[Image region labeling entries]
--- Begin ---
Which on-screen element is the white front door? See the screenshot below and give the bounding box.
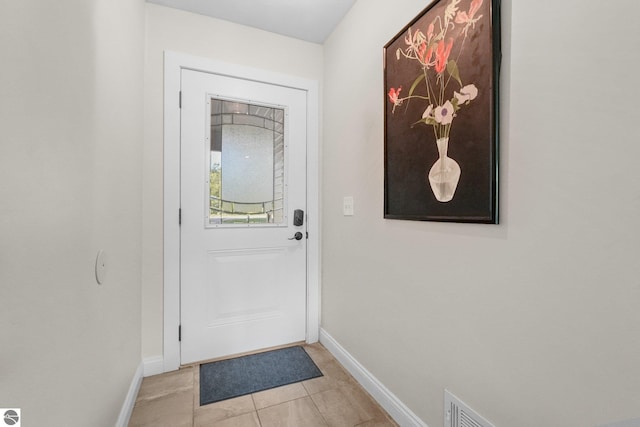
[180,69,307,364]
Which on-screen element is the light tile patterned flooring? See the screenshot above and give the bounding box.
[129,344,397,427]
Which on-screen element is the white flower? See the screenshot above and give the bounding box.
[434,101,455,125]
[422,105,433,119]
[460,84,478,101]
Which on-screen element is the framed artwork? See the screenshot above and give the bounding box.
[384,0,501,224]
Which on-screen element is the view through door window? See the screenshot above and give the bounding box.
[209,98,285,226]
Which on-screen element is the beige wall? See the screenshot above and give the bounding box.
[142,4,322,358]
[0,0,144,426]
[322,0,640,427]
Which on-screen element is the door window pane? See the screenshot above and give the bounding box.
[209,98,285,226]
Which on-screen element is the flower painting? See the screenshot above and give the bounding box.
[384,0,500,223]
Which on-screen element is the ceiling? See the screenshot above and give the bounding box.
[147,0,356,44]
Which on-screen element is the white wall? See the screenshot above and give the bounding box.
[322,0,640,427]
[0,0,144,426]
[142,4,322,358]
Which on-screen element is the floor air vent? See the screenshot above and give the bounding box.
[444,390,495,427]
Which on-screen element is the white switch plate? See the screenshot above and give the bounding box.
[342,196,353,216]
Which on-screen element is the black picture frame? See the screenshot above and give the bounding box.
[384,0,501,224]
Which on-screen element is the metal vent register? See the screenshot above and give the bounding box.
[444,390,495,427]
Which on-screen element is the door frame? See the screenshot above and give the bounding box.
[163,51,320,372]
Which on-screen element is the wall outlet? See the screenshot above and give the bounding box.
[342,196,353,216]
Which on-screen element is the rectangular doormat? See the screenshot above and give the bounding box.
[200,346,322,406]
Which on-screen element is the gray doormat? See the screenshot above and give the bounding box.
[200,346,322,406]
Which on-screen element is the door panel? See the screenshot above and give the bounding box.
[180,70,306,364]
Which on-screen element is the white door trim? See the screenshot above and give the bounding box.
[163,51,320,372]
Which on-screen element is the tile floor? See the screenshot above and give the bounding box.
[129,344,397,427]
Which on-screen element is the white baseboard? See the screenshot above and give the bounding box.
[142,356,164,378]
[116,362,143,427]
[320,328,428,427]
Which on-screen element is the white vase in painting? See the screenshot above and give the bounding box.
[429,137,460,202]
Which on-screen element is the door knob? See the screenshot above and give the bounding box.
[289,231,302,240]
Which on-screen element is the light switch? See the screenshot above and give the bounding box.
[342,196,353,216]
[96,250,107,285]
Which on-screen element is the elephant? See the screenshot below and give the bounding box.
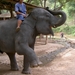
[0,8,66,74]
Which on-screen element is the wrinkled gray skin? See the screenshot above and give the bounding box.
[0,8,66,74]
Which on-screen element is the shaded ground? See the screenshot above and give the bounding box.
[0,40,75,75]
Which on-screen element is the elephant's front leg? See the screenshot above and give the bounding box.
[7,53,19,71]
[16,43,39,67]
[22,55,31,74]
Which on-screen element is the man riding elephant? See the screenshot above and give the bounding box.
[0,8,66,74]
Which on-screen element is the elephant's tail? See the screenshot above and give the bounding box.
[0,50,3,54]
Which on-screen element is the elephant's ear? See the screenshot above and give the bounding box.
[36,16,54,35]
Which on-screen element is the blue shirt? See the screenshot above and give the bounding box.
[15,2,26,20]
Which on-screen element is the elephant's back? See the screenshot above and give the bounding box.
[0,18,17,52]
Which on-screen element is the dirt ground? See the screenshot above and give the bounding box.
[0,38,75,75]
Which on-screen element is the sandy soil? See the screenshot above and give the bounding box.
[0,38,75,75]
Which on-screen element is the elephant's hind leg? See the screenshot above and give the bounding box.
[7,53,19,71]
[22,55,31,74]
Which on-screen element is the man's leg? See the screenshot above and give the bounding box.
[16,20,22,32]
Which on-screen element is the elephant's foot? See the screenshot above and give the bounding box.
[11,67,19,71]
[30,60,42,68]
[22,69,31,74]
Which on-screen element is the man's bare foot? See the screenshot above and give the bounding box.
[16,27,20,32]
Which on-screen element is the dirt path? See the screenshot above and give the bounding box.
[0,43,75,75]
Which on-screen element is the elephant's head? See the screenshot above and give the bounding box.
[30,8,66,35]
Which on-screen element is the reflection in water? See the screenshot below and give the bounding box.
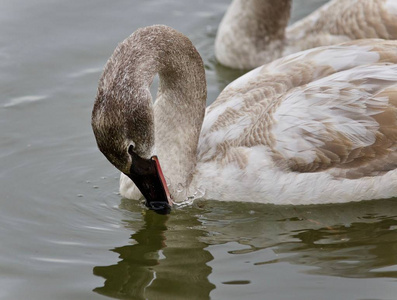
[275,217,397,278]
[200,199,397,278]
[94,199,397,299]
[94,203,215,299]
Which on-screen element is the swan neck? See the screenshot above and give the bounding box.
[127,27,207,199]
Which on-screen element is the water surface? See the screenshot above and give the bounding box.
[0,0,397,300]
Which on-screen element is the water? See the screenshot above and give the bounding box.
[0,0,397,300]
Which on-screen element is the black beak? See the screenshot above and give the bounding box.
[127,151,172,214]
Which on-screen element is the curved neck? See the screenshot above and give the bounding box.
[215,0,291,69]
[111,25,207,198]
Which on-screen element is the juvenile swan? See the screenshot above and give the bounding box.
[92,25,397,209]
[215,0,397,69]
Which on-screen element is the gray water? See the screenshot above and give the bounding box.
[0,0,397,300]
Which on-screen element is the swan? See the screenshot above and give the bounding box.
[91,25,397,213]
[215,0,397,69]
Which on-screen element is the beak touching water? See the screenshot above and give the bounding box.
[127,151,172,214]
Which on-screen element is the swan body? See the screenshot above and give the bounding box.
[92,25,397,204]
[215,0,397,69]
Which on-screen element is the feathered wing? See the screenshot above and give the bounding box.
[199,40,397,178]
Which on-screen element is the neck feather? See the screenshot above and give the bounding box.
[102,25,207,197]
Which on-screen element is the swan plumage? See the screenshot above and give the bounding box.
[215,0,397,69]
[92,25,397,204]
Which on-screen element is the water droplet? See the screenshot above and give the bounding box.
[176,183,185,193]
[194,186,205,199]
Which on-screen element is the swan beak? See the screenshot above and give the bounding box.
[127,153,172,214]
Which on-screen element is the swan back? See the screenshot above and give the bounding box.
[215,0,397,69]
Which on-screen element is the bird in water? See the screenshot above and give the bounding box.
[92,25,397,213]
[215,0,397,69]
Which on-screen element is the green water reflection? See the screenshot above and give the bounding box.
[94,199,397,299]
[94,207,215,299]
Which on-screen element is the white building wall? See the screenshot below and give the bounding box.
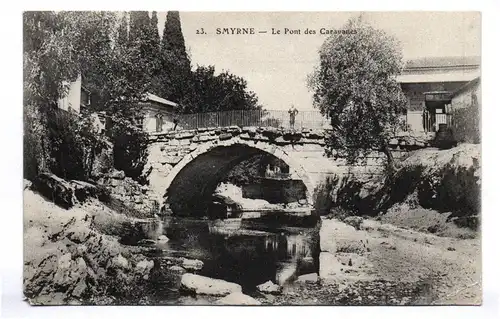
[57,76,82,113]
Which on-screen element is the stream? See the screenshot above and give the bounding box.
[122,217,319,299]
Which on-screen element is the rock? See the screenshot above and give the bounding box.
[71,278,87,298]
[343,216,363,230]
[219,133,233,141]
[158,235,169,243]
[32,173,77,209]
[257,280,281,295]
[111,171,125,179]
[180,273,241,296]
[389,138,399,146]
[297,273,319,283]
[137,239,156,246]
[23,179,32,189]
[215,292,260,306]
[182,258,203,270]
[161,156,182,165]
[135,259,154,274]
[168,265,186,274]
[111,254,128,269]
[57,253,71,269]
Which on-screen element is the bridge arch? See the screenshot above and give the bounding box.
[163,137,314,216]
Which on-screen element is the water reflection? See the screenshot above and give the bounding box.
[159,218,319,293]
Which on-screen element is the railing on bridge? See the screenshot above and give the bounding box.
[162,110,328,129]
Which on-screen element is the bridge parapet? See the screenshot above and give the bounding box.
[145,126,436,212]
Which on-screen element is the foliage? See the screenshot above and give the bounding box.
[157,11,191,103]
[48,110,107,180]
[309,18,406,170]
[451,92,481,144]
[23,11,152,179]
[110,118,148,183]
[183,66,261,113]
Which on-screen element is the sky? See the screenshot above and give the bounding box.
[153,11,481,110]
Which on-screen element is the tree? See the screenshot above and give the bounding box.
[23,11,151,181]
[309,18,406,171]
[150,11,160,48]
[183,66,261,113]
[159,11,191,103]
[116,12,129,47]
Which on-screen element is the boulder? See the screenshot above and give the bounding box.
[168,265,186,274]
[111,171,125,179]
[180,273,241,296]
[182,258,203,270]
[23,179,32,189]
[219,133,233,141]
[257,280,281,295]
[215,292,260,306]
[297,273,319,283]
[137,239,156,246]
[343,216,364,230]
[158,235,169,243]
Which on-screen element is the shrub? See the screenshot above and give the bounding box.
[47,109,107,180]
[110,119,148,184]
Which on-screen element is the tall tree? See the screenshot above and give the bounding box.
[183,66,261,113]
[116,12,128,47]
[160,11,191,102]
[150,11,160,48]
[309,17,406,171]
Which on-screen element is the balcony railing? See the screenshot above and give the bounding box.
[164,110,328,130]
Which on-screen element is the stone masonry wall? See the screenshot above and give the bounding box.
[144,126,429,206]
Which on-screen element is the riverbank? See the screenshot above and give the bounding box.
[23,189,158,305]
[258,218,482,305]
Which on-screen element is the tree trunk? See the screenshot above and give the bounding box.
[382,141,395,177]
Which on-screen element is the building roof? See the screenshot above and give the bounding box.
[146,93,179,107]
[397,70,480,83]
[405,56,481,70]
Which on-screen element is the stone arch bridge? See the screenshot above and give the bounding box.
[145,126,427,213]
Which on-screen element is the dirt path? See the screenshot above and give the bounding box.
[261,219,482,305]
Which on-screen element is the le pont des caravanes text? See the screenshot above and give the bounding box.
[196,27,357,35]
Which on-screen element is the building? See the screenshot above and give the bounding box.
[139,93,179,133]
[449,77,481,144]
[57,77,179,133]
[57,76,86,113]
[398,57,480,133]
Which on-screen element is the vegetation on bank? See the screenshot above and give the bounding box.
[315,144,481,236]
[309,16,407,173]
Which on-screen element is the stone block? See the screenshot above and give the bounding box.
[180,273,241,296]
[219,133,233,141]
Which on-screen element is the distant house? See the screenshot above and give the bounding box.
[451,77,481,110]
[57,77,179,133]
[449,77,481,144]
[398,57,480,132]
[57,76,85,113]
[139,93,179,133]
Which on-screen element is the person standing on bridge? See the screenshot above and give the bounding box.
[288,104,299,129]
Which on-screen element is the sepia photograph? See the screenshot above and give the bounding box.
[22,11,483,306]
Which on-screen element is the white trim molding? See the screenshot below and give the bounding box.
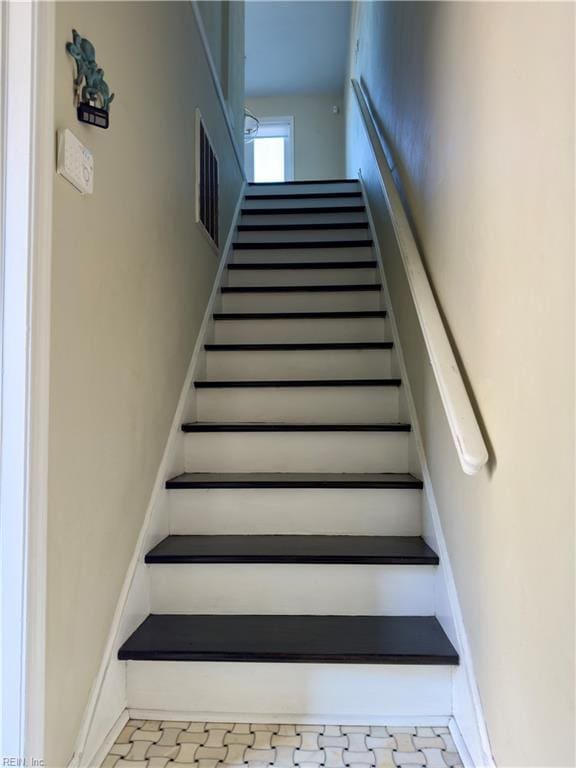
[360,175,495,768]
[69,183,245,768]
[352,79,488,475]
[0,0,54,764]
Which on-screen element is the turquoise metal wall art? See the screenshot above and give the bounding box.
[66,29,114,128]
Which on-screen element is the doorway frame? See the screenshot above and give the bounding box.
[0,0,55,765]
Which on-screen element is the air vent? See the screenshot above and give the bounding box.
[196,110,219,248]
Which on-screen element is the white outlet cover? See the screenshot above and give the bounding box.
[56,128,94,195]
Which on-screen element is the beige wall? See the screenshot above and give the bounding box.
[46,2,241,766]
[347,2,575,767]
[246,93,344,179]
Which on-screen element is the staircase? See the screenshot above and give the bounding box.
[119,181,458,722]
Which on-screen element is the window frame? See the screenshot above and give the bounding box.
[244,115,294,184]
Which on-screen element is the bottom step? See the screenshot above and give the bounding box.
[118,614,458,664]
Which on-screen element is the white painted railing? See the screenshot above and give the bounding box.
[352,79,488,475]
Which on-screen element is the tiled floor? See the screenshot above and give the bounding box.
[102,720,461,768]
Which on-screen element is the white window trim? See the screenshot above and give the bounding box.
[246,115,294,181]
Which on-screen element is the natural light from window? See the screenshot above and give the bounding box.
[254,136,286,182]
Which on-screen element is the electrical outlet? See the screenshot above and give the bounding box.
[56,128,94,195]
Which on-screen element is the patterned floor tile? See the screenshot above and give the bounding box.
[102,719,462,768]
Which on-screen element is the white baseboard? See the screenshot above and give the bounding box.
[70,182,245,768]
[360,174,495,768]
[128,709,452,728]
[76,709,130,768]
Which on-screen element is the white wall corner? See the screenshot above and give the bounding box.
[69,182,245,768]
[359,177,495,768]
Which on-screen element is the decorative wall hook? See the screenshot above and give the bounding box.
[66,29,114,128]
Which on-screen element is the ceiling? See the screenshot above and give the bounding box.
[246,0,350,96]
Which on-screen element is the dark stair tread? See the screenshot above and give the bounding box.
[204,341,394,352]
[146,535,439,565]
[248,179,358,187]
[226,259,378,272]
[238,221,369,232]
[242,205,366,216]
[194,379,402,389]
[166,472,424,490]
[212,309,388,320]
[118,614,458,665]
[244,191,362,201]
[220,283,382,293]
[232,239,373,251]
[182,421,412,432]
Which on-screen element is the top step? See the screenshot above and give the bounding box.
[245,191,362,200]
[246,179,360,195]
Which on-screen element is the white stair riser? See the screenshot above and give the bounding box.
[214,317,391,344]
[148,563,436,616]
[242,196,363,211]
[230,248,374,264]
[246,181,360,195]
[238,211,368,225]
[235,230,370,243]
[232,248,374,264]
[206,349,392,380]
[196,387,400,424]
[226,268,380,286]
[222,291,382,312]
[167,488,422,536]
[127,661,452,723]
[185,432,410,472]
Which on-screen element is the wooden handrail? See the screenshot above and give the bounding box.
[352,79,488,475]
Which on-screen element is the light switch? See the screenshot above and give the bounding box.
[56,128,94,195]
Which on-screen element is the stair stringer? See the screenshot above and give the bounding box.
[69,182,246,768]
[358,174,495,768]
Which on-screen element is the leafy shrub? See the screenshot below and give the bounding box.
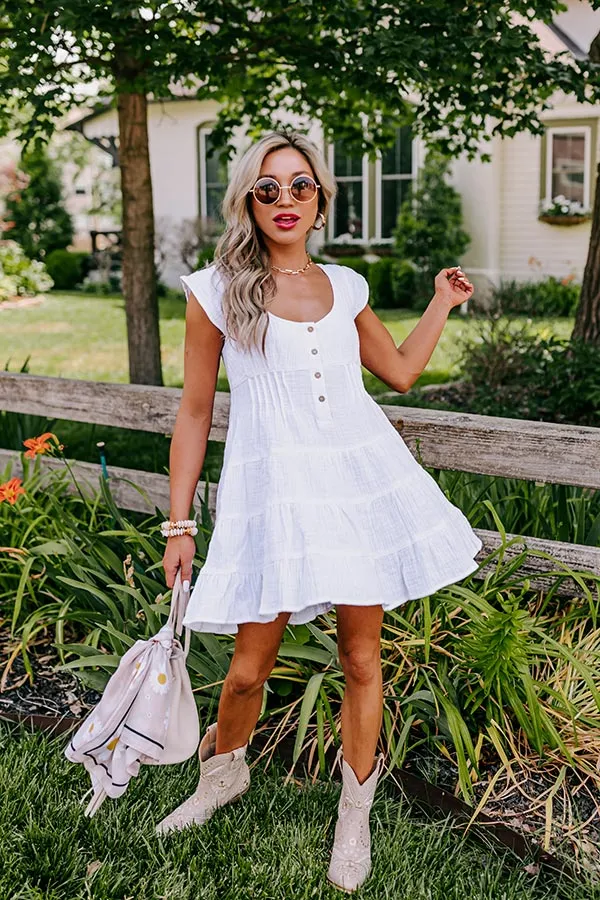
--- End ---
• [Aim]
Which rows above contain the word "tree"? Return every such line in full.

• [The solution]
Which on-screen element is the tree? See the screenshot above and give the bounding box.
Which on-screen element is the tall tree? See the screenshot above and give the bounding box.
Which on-screen element is the tree trunk? See the screenshot above and give the bounding box.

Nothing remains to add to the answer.